[Point placement records]
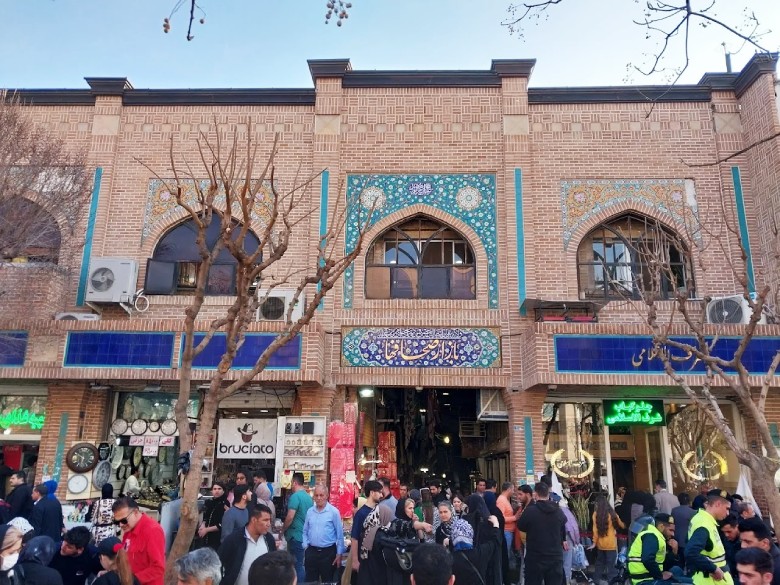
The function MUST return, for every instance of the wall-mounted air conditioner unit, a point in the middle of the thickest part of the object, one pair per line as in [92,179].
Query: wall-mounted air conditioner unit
[733,309]
[112,280]
[491,405]
[274,305]
[76,317]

→ Exercise aim
Each entry above is to be written out again unchanged, apart from the pictures, which are left out.

→ Exercise answer
The function MUST return, for every instance of the wall-mounted air conditioner unit, a point in the middle of the thickest part of the object, one pair per line as in [92,179].
Query: wall-mounted air conditioner unit
[733,309]
[112,280]
[491,405]
[274,305]
[76,317]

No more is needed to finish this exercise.